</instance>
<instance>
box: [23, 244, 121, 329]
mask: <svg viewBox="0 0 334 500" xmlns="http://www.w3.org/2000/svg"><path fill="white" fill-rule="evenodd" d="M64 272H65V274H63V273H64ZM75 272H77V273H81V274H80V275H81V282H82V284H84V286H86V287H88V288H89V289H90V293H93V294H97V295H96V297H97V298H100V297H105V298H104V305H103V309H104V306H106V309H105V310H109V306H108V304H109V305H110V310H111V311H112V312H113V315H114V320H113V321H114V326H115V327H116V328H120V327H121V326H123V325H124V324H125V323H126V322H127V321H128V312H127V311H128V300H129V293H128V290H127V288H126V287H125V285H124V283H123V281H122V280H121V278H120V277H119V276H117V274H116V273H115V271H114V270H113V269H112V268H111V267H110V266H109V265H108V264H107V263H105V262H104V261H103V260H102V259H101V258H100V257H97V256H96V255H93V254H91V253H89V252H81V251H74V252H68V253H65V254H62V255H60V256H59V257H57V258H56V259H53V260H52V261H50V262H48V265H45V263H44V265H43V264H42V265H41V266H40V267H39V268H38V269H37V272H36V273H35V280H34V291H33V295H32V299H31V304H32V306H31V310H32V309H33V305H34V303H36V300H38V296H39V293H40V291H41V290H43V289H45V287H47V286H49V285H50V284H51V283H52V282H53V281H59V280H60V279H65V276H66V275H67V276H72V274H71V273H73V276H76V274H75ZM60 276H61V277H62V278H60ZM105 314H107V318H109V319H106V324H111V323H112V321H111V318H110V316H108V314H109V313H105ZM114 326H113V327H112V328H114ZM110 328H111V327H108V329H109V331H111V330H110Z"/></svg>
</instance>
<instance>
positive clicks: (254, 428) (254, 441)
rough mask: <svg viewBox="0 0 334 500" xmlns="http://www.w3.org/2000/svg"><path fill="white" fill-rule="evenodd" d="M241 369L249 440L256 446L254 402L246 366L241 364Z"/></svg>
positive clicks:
● ● ● ● ● ● ●
Give an exact copy of all the data shown above.

</instance>
<instance>
box: [23, 244, 121, 329]
mask: <svg viewBox="0 0 334 500" xmlns="http://www.w3.org/2000/svg"><path fill="white" fill-rule="evenodd" d="M64 272H65V274H63V273H64ZM75 272H77V273H81V274H80V275H81V282H82V284H84V286H86V287H88V288H89V289H90V293H93V294H97V295H96V297H97V298H100V297H105V298H104V305H103V309H104V306H106V309H105V310H109V306H108V304H109V305H110V310H111V311H112V312H113V315H114V320H113V321H114V326H115V327H116V328H120V327H121V326H123V325H124V324H125V323H126V322H127V321H128V312H127V311H128V300H129V293H128V290H127V288H126V287H125V285H124V283H123V281H122V280H121V278H120V277H119V276H117V274H116V273H115V271H114V270H113V269H112V268H111V267H110V266H109V265H108V264H107V263H105V262H104V261H103V260H102V259H101V258H100V257H97V256H96V255H93V254H91V253H89V252H81V251H74V252H68V253H65V254H62V255H60V256H59V257H57V258H56V259H53V260H52V261H50V262H48V265H45V263H44V265H43V264H42V265H41V266H40V267H39V268H38V269H37V272H36V273H35V280H34V291H33V295H32V299H31V304H32V306H31V310H32V309H33V305H34V303H36V300H38V296H39V293H40V291H41V290H43V289H45V287H47V286H49V285H50V284H51V283H52V282H53V281H59V280H60V279H65V276H66V275H67V276H72V274H71V273H73V276H76V274H75ZM60 276H61V277H62V278H60ZM105 314H107V318H109V319H106V324H111V323H112V321H111V318H110V316H108V314H109V313H105ZM114 326H113V327H112V328H114ZM110 328H111V327H108V329H109V331H111V330H110Z"/></svg>
</instance>
<instance>
positive clicks: (254, 428) (254, 441)
rough mask: <svg viewBox="0 0 334 500" xmlns="http://www.w3.org/2000/svg"><path fill="white" fill-rule="evenodd" d="M241 369L249 440L256 446L254 402L246 366L241 364Z"/></svg>
positive clicks:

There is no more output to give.